_Instruction a:_
Can you copy the records word for word, from their first line through the line that contains "[0,478,551,640]"?

____ Text shown

# 신념이 없는 사람은 믿음도 없다.



## wonlon

*신념이 없는 사람은 믿음도 없다.
*
I have some difficulty understand this sentence, how do you translate this sentence?


----------



## Superhero1

I need a context. Abstract words 신념 and 믿음, and the structure of the sentence make it metaphorical.


----------



## wonlon

It is a pity that there is only one sentence, no sentences before it.
Can it mean "Those without conviction cannot be trusted."?


----------



## Superhero1

The sentence can be translated in two ways, except for the choice of the words :

1 A person who doesn't have conviction(or the Creed) cannot be trusted.

2 A person who doesn't have conviction has no belief (to everybody (even including himself)).


----------



## Superhero1

1 is translated liberally, but 2 is translated literally.

The meanings are different and I think 2 is more accurate in accordance with the given sentence.


----------



## kenjoluma

I didn't think it would be translated in #1 above for one second. 

"Someone who doesn't have 신념, doesn't have 믿음 as well". I believe this is what it is unless provided with more context.


By the way, what's the difference between 신념 and 믿음? I think this sentence is somewhat ... funny.

"If you don't have a watch, you don't have a timepiece, either."

________
____ Records for this task

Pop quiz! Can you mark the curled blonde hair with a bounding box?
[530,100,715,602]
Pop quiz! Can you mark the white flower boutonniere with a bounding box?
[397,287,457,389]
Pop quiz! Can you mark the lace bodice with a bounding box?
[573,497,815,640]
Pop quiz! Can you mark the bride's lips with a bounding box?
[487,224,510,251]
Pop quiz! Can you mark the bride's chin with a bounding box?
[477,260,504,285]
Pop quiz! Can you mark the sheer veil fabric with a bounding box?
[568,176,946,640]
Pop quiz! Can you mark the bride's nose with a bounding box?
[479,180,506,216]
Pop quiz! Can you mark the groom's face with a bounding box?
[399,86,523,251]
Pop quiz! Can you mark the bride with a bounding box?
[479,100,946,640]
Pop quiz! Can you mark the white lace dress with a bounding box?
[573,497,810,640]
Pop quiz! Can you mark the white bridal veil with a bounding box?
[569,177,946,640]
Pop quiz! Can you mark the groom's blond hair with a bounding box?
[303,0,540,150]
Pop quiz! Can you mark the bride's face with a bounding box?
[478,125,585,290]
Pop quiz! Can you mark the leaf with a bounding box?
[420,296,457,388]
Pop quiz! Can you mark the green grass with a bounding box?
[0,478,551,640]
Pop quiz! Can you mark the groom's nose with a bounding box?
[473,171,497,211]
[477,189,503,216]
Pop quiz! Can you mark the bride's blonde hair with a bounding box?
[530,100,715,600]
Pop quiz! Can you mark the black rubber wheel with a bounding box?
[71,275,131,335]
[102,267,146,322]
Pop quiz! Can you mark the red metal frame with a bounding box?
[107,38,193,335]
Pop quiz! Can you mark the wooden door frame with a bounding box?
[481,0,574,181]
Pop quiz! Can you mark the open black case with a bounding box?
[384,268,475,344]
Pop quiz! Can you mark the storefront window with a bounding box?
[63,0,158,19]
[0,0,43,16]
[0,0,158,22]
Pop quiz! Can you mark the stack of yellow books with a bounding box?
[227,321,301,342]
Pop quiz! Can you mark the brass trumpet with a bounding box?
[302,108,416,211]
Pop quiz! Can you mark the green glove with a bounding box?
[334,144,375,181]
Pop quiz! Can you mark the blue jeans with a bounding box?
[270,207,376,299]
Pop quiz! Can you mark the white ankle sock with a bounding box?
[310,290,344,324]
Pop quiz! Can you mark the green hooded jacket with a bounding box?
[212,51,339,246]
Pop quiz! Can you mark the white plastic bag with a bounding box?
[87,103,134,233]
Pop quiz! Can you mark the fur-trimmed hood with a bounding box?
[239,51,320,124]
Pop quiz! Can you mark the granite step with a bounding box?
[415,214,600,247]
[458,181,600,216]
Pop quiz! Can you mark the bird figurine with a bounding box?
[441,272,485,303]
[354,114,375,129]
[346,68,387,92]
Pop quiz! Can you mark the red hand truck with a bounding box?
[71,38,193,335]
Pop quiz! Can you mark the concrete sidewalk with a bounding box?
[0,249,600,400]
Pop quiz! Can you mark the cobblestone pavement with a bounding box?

________

_Instruction b:_
Would you carry on the forum thread about translating the Korean sentence on 신념 and 믿음, starting after its final post?

_Exercise output a:_
Pop quiz! Can you mark the curled blonde hair with a bounding box?
[530,100,715,602]
Pop quiz! Can you mark the white flower boutonniere with a bounding box?
[397,287,457,389]
Pop quiz! Can you mark the lace bodice with a bounding box?
[573,497,815,640]
Pop quiz! Can you mark the bride's lips with a bounding box?
[487,224,510,251]
Pop quiz! Can you mark the bride's chin with a bounding box?
[477,260,504,285]
Pop quiz! Can you mark the sheer veil fabric with a bounding box?
[568,176,946,640]
Pop quiz! Can you mark the bride's nose with a bounding box?
[479,180,506,216]
Pop quiz! Can you mark the groom's face with a bounding box?
[399,86,523,251]
Pop quiz! Can you mark the bride with a bounding box?
[479,100,946,640]
Pop quiz! Can you mark the white lace dress with a bounding box?
[573,497,810,640]
Pop quiz! Can you mark the white bridal veil with a bounding box?
[569,177,946,640]
Pop quiz! Can you mark the groom's blond hair with a bounding box?
[303,0,540,150]
Pop quiz! Can you mark the bride's face with a bounding box?
[478,125,585,290]
Pop quiz! Can you mark the leaf with a bounding box?
[420,296,457,388]
Pop quiz! Can you mark the green grass with a bounding box?
[0,478,551,640]

_Exercise output b:_
----------



## wonlon

This is an example showing the use of noun-suffix -(으)ㅁ. It has no context. I also think this sentence is vague.


----------



## Superhero1

A person who doesn't have religious belief is a man who doens't have belief to everyone. I think 신념 and 믿음 are not interchangeable, and each of them has its own subtle meaning: 신념 is used to show someone's resolution or religious belief, 믿음 is used to show someone's trust against other people.


----------



## oloekis

신념 = 믿음? I think they can be interchangeable. But when I see the word 신념, it gives me a sense of one's strong principle, while 믿음 is more general term for "belief".


----------



## oloekis

wonlon said:


> Can it mean "Those without conviction cannot be trusted."?




No. As Kenjoluma has answered it already, It's no doubt that this sentence means "Someone who doesn't have 신념, doesn't have 믿음 as well".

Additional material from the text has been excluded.